(Referring expression pointing data)
"""
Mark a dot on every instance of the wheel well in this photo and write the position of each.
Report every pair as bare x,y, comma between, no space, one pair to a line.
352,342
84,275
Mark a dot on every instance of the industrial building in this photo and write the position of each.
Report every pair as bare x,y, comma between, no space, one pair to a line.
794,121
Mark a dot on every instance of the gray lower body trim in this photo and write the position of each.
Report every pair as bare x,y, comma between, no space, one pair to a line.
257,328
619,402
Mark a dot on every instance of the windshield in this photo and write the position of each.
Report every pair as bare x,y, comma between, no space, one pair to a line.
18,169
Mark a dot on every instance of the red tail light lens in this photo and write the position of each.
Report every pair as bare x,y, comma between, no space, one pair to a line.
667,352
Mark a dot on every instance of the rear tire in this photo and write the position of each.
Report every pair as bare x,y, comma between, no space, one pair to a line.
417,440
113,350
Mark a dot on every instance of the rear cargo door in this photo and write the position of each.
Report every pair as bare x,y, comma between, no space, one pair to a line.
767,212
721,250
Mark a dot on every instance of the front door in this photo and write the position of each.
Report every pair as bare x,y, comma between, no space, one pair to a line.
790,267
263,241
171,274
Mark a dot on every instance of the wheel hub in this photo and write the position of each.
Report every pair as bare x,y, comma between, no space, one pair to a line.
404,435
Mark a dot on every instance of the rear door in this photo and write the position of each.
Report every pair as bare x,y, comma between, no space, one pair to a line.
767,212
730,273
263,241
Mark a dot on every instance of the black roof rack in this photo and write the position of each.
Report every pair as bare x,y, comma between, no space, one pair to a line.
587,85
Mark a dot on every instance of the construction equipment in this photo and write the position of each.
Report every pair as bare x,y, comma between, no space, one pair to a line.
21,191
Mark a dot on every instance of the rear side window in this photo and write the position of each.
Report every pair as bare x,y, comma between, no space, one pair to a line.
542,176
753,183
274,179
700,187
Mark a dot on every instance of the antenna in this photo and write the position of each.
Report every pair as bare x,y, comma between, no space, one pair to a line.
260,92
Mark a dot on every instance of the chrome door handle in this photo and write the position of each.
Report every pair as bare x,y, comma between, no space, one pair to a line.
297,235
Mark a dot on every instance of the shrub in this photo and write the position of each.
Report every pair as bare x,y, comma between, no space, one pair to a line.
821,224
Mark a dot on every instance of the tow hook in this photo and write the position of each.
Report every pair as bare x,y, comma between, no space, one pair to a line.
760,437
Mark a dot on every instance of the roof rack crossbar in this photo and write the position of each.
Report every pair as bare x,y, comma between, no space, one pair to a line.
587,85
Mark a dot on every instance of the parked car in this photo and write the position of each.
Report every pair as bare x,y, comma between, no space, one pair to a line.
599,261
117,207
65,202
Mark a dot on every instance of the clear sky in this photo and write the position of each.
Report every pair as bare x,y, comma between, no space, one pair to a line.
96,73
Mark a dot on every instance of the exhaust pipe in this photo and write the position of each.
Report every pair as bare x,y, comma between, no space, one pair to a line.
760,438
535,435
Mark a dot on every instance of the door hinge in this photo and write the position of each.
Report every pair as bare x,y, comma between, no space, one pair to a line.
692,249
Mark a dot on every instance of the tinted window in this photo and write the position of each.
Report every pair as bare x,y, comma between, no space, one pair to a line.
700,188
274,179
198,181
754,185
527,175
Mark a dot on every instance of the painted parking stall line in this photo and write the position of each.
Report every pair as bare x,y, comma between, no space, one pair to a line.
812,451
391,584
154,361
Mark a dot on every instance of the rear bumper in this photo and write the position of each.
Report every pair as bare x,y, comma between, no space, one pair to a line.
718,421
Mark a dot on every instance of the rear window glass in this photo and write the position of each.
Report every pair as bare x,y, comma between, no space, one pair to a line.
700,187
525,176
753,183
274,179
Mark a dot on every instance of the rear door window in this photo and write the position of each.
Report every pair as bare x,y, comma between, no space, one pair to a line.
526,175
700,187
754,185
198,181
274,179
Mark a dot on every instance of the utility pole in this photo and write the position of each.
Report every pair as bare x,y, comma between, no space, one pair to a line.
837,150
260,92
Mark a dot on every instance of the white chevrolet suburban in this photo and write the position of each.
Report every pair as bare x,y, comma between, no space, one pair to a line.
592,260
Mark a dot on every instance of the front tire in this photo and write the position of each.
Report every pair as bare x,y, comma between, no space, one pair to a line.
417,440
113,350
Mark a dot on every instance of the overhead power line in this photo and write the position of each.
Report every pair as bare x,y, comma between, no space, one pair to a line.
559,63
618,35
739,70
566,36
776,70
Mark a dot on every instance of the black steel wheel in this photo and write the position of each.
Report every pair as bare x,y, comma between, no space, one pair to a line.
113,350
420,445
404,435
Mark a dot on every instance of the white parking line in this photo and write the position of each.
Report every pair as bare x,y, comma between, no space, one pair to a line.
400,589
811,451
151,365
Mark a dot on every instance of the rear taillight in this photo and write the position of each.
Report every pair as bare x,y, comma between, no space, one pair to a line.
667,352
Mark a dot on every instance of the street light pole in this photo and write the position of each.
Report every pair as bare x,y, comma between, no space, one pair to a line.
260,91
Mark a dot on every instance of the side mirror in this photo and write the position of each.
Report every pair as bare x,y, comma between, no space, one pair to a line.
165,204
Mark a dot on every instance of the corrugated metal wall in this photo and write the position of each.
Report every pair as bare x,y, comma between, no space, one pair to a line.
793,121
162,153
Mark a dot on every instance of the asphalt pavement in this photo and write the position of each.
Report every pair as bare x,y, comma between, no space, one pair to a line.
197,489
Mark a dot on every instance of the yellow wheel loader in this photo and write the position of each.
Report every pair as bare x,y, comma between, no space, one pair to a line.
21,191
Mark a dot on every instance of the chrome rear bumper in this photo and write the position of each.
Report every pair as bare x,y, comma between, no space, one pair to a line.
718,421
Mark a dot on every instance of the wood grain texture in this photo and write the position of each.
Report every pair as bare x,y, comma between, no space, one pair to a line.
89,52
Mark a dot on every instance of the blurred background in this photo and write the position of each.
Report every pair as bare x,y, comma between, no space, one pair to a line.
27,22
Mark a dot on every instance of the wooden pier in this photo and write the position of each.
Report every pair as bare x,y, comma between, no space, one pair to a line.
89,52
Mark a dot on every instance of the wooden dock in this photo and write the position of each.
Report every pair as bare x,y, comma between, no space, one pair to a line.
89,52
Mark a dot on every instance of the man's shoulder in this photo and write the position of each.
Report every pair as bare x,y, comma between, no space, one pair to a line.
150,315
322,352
"""
"""
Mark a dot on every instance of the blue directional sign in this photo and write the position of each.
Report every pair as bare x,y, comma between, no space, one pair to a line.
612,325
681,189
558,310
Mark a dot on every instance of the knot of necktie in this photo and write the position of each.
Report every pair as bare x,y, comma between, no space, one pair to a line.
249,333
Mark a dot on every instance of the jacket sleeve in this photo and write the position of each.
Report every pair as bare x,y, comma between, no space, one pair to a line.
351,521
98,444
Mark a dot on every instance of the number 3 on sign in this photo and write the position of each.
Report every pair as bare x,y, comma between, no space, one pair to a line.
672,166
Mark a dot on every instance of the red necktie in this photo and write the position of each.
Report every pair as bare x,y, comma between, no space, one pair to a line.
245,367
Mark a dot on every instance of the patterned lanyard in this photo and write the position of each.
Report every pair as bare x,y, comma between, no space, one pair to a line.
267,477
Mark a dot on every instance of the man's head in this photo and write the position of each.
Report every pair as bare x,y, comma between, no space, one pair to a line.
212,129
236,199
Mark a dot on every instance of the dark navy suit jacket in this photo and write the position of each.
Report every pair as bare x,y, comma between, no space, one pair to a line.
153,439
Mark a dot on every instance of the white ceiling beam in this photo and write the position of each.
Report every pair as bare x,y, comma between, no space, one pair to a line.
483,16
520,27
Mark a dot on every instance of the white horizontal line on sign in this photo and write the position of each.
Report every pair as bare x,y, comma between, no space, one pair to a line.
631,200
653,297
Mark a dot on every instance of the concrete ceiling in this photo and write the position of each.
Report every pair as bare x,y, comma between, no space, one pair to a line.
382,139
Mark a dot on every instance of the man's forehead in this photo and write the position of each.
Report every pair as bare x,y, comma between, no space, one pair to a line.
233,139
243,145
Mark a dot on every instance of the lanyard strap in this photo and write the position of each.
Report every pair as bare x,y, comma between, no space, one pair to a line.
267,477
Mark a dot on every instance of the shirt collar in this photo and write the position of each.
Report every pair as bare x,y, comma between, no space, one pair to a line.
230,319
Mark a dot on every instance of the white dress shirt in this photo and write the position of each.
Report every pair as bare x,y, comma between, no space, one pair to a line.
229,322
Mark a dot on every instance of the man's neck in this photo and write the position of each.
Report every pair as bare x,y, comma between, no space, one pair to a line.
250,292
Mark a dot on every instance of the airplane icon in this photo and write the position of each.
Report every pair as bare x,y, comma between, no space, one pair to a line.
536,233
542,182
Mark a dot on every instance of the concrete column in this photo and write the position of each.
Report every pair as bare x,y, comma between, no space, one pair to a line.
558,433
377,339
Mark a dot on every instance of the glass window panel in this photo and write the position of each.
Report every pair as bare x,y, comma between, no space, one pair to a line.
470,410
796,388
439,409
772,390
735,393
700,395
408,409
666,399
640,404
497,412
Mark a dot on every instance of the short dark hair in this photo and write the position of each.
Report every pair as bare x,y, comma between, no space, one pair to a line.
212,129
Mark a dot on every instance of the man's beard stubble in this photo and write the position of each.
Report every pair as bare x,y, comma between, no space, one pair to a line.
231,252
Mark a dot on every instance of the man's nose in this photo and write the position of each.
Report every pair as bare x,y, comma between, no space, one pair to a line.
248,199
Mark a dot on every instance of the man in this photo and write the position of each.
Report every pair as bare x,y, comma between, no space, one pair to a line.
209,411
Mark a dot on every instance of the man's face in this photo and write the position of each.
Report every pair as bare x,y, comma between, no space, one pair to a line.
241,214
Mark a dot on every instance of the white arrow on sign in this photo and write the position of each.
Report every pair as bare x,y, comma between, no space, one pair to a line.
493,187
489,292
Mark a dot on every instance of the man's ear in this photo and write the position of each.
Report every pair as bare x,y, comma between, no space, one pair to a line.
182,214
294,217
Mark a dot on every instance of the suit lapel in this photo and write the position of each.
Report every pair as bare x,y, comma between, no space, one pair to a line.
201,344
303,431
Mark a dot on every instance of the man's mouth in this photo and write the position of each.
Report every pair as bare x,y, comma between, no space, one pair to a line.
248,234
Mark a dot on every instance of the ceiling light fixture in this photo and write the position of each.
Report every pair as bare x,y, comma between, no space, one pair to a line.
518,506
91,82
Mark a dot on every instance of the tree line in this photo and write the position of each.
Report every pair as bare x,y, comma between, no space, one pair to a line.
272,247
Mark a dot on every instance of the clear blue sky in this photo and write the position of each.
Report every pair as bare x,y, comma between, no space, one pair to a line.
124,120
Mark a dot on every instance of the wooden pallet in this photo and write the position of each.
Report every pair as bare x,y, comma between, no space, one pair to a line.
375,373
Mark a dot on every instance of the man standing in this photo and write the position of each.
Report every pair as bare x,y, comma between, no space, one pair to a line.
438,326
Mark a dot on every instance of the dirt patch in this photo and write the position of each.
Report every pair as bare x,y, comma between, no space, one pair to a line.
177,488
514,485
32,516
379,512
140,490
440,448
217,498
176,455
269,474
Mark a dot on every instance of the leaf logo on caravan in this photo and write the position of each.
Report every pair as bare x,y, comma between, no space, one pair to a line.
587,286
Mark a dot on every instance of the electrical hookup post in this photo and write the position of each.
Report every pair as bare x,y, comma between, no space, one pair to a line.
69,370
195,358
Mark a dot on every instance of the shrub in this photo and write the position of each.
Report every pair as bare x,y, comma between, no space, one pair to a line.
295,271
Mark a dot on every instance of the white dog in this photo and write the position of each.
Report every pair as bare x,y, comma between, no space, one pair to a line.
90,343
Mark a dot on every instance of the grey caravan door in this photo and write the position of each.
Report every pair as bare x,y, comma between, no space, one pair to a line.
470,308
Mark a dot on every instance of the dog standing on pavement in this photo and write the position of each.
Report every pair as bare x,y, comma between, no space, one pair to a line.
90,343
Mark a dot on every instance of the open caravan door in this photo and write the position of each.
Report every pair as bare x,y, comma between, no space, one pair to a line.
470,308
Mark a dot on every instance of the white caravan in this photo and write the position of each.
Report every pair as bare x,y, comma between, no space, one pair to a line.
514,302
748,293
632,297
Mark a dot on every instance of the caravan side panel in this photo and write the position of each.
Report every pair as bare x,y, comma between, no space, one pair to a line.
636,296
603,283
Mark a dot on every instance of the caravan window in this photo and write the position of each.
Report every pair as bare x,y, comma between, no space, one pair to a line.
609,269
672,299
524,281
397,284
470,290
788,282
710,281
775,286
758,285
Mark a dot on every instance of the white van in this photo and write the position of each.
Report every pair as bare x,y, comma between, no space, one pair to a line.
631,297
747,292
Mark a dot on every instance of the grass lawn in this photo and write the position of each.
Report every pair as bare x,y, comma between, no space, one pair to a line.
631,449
"""
"""
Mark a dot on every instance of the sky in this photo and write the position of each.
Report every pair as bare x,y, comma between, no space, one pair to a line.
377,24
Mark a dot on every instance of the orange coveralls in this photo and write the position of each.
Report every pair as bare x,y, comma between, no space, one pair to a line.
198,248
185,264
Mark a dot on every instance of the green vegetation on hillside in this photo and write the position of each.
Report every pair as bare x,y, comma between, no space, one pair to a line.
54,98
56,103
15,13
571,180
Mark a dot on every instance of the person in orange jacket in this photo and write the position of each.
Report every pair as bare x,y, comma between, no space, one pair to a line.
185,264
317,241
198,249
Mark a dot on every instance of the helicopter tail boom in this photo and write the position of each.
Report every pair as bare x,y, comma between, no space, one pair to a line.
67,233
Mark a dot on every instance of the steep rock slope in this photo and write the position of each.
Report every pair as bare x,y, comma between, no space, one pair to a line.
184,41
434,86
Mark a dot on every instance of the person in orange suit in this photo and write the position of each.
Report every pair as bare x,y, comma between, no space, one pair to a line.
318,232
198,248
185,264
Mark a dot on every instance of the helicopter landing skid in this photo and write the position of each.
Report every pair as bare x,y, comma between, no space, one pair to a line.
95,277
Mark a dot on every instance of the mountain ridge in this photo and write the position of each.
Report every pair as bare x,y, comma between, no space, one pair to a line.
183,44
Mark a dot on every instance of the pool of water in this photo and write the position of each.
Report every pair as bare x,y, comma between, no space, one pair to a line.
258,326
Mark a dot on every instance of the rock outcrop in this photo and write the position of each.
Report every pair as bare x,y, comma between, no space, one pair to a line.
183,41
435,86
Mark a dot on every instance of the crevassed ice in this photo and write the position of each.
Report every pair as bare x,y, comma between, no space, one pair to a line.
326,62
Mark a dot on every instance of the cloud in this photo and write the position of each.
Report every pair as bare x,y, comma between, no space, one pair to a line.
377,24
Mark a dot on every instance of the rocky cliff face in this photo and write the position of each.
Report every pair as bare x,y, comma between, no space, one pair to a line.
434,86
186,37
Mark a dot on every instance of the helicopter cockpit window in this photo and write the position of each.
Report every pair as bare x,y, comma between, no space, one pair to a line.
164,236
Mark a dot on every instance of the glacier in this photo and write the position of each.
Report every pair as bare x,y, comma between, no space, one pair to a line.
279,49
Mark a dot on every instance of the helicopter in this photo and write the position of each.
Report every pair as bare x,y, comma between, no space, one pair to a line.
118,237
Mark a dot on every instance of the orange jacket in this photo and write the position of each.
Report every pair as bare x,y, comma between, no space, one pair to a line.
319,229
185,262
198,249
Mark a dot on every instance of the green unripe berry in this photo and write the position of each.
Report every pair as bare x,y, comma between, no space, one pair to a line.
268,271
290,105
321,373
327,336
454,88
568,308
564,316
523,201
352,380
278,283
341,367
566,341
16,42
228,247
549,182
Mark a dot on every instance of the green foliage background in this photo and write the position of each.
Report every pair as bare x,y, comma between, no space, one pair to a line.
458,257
"""
### THE TASK
Every line of the data above that includes "helicopter" should be listed.

### RESULT OF THIS EXERCISE
Mark a dot on every instance of the helicopter tail boom in this photo and write the position of each.
Mark a dot on every instance of the helicopter landing skid in this photo and write the position of each.
Mark a dot on every instance of the helicopter cockpit window in this photo and write the position of each.
Mark a dot on every instance of the helicopter in this photo and write the position of each.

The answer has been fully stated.